* Task goal
Repeat the data below, swapping "marker" for "point" wherever it appears and leaving everything else unchanged.

* Excerpted records

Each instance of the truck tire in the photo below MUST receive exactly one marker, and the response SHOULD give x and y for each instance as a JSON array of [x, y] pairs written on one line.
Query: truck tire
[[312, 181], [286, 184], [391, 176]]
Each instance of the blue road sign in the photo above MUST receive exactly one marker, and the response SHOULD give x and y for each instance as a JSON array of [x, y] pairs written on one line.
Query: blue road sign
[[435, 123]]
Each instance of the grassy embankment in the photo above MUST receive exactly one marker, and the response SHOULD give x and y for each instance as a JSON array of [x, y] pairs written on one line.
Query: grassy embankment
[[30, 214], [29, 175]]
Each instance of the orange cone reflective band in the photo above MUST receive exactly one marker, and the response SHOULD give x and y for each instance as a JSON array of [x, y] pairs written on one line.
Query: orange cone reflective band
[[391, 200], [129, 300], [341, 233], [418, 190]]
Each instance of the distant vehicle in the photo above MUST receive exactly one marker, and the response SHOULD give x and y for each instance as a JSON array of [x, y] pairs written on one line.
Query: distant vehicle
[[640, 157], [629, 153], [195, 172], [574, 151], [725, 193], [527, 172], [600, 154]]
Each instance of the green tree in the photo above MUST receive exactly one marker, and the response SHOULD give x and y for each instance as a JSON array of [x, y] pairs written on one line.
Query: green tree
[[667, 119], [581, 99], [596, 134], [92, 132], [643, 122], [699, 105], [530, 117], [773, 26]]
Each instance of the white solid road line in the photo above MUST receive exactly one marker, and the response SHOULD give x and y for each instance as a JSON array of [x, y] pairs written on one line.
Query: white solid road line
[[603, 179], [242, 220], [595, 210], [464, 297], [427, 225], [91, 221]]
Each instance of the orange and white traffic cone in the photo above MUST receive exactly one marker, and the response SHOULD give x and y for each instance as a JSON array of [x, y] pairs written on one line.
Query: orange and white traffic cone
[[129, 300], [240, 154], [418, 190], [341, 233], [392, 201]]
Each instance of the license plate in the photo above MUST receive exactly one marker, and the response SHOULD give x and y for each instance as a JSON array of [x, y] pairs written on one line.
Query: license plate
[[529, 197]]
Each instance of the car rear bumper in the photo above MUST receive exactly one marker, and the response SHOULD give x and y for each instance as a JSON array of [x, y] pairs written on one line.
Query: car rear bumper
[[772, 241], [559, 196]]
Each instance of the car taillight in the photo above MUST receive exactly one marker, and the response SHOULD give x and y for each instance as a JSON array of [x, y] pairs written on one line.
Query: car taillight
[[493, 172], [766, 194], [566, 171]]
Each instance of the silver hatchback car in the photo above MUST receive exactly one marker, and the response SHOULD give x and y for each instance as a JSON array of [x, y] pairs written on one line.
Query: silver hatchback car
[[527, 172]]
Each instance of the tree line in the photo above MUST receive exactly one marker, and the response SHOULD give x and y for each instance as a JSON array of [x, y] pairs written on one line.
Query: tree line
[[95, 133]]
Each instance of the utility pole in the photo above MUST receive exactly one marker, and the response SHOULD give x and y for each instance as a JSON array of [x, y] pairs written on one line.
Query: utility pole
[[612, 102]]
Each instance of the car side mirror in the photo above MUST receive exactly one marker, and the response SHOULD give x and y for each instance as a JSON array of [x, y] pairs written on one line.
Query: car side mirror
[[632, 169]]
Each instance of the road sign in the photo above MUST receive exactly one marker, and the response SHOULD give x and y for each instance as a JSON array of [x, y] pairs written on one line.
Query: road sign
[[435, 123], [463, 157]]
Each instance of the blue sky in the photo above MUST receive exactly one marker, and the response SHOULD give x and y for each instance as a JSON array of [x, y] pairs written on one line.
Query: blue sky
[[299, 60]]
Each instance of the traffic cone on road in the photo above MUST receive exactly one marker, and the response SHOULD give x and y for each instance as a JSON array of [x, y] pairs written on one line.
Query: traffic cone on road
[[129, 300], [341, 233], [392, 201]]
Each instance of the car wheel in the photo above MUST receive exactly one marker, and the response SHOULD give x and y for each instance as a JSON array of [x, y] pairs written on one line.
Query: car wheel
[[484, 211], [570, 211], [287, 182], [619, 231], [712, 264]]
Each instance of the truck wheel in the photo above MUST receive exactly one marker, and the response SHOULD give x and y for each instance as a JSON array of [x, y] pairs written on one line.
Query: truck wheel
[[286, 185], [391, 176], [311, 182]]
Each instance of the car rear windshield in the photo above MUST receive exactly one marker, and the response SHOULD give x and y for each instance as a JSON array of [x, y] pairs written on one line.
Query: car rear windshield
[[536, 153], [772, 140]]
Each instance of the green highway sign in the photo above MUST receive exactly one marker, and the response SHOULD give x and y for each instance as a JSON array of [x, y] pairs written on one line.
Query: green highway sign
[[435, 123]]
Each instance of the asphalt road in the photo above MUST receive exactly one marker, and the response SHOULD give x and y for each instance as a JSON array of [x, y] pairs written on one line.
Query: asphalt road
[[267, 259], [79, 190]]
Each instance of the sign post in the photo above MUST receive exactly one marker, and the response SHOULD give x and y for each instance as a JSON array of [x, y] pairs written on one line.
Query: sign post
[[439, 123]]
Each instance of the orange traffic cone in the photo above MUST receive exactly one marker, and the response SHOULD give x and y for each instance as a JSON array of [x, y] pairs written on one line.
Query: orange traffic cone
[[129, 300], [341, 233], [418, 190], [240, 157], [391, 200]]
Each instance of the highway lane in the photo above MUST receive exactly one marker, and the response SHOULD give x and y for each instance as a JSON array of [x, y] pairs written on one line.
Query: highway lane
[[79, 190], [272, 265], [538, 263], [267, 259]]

* Final result
Each instance of the truck tire in the photo below MUST receive exactly one point, and the response SHOULD give x and y for each instance as a JSON array of [x, y] pairs written on one line.
Query: truck tire
[[312, 181], [286, 184], [391, 176]]
Each instance of the blue road sign in the photo above MUST receive exactly one point, and the response SHOULD give x and y for each instance as a JSON array of [x, y] pairs written on one line.
Query: blue road sign
[[435, 123]]
Each instance of the grassy embankment in the photo above MUST receive exactly one point, and the response SHOULD give x and y for each instance as a JSON array of [x, y] pairs written on one line.
Query: grassy embankment
[[30, 214], [29, 175]]
Each instance of the orange cone reflective band in the photo above MUST receive exactly one point, and the response SHOULD give x and y for each instance as a JSON array of [x, y] pairs written on one line.
Query: orange cone reflective band
[[391, 200], [129, 300], [341, 233], [418, 190]]
Each instance of the distant vehicle in the photo above MUST receive exactly one point, and the response SHOULD give x and y for each instance as a JSON array of [x, y] pairs written on one line.
Query: distant vehicle
[[640, 157], [629, 153], [195, 172], [574, 151], [725, 193], [527, 172], [600, 154]]
Each instance of the green tree in the photo above MUST receive exactly one point, and the response SHOULD give x and y for each instance as a JSON array of [x, y] pairs written on one line.
Query: green tree
[[667, 119], [581, 99], [596, 134], [92, 132], [643, 122], [699, 105], [530, 117], [773, 26]]
Each instance of the white solid road line in the photo above MUST receive exactly one point, and the response SHOULD give x and y for each instance as a JSON array of [x, y] pairs written on one line.
Query: white solid road line
[[603, 179], [242, 220], [595, 210], [464, 297], [427, 225], [91, 221]]
Each instance of the orange and white traffic cone in the photo above MUST receive exactly one point, and the response SHOULD give x and y for each instance as a JSON array of [x, y] pairs written on one line.
Query: orange and white traffic cone
[[129, 300], [240, 154], [418, 190], [341, 233], [392, 201]]
Each instance of the license plate in the photo above MUST receive exactly one point, and the response SHOULD give x and y for each instance as a JSON array of [x, y] pairs written on one line.
Query: license plate
[[529, 197]]
Each instance of the car rear bumper in the photo above MUST receive exactly one point, and the response SHOULD give x and y for each instance as a JSON array of [x, y] pairs written on one line.
Query: car rear bumper
[[772, 241], [559, 196]]
Each instance of the car taillight in the photo above MUST receive exactly one point, and the response SHOULD give x and y for each instance as a JSON array of [x, y] pairs written on one line.
Query: car taillight
[[493, 172], [766, 194], [566, 171]]
Each instance of the silver hatchback car in the photo above MUST receive exactly one point, and the response SHOULD give x and y for each instance as a JSON array of [x, y] pairs written on one line.
Query: silver hatchback car
[[527, 172]]
Each instance of the tree line in the photo above MUST receive exactly one point, and the response SHOULD give x and y for each instance as a JSON array of [x, y] pairs written on one line.
Query: tree line
[[95, 133]]
Each instance of the utility pole in the photo above MUST receive exactly one point, and the response SHOULD give x and y for each instance as a JSON array of [x, y] pairs written on one line.
Query: utility pole
[[612, 102]]
Each instance of the car side mirror in the photo above MUST receive exactly one point, and the response SHOULD give x and y for each instance as a JSON array of [x, y] pairs written on one line.
Query: car side mirror
[[632, 169]]
Each instance of the road sign in the photo above MUST receive exactly one point, and the response SHOULD give x and y for each instance as a JSON array of [x, y] pairs written on one line.
Query: road sign
[[435, 123], [463, 157]]
Each instance of the blue sky in the photo above MUST receive exactly one point, and the response SHOULD give x and y for each instance as a JSON array of [x, y] pairs written on one line.
Query: blue sky
[[299, 60]]
Each instance of the traffic cone on road in the photo above MUST receive exactly one point, and the response SHOULD give x and y for each instance as a JSON array of [x, y] pairs written on one line.
Query: traffic cone on road
[[129, 300], [341, 233], [392, 201]]
Each instance of the car wheel in the photo above MUST receive exactly one point, and the response SHOULD give x and y for each instance as a JSON array of [x, y] pairs written on one line.
Query: car wheel
[[484, 211], [570, 211], [287, 182], [619, 231], [712, 264]]
Each instance of the truck wheel in the photo above MUST receive exactly one point, and the response SHOULD give x and y for each instance as a JSON array of [x, y] pairs written on one line.
Query: truck wheel
[[286, 185], [391, 176], [311, 182]]
Each instance of the car rear windshield in the photo above MUST receive exactly one point, and the response SHOULD give x and y for each instance as a JSON array of [x, y] pairs written on one line.
Query: car rear windshield
[[536, 153], [772, 140]]
Each instance of the green highway sign in the photo above MUST receive exactly one point, and the response SHOULD give x and y for each instance as a JSON array of [x, y] pairs written on one line.
Query: green highway sign
[[435, 123]]
Each instance of the asphalt road in the photo above MUST receive exactly one point, and the response SHOULD give x and y for each instance as a JSON array of [x, y] pairs written on one line.
Query: asphalt road
[[267, 259], [79, 190]]
Each instance of the sign post in the photo above MUST receive exactly one point, and the response SHOULD give x and y for each instance as a JSON array of [x, y] pairs written on one line.
Query: sign post
[[439, 123]]
Each instance of the orange traffic cone in the photo above MUST receive exactly one point, and the response SHOULD give x and y for each instance as a JSON array of [x, y] pairs written on one line.
Query: orange traffic cone
[[129, 300], [341, 233], [418, 190], [240, 157], [391, 200]]
Each instance of the highway lane in the photo above MUST receive exactly one point, and the response SHOULD give x and y for each instance as a JSON array of [x, y] pairs written on one line.
Query: highway lane
[[79, 190], [272, 265], [538, 263], [267, 259]]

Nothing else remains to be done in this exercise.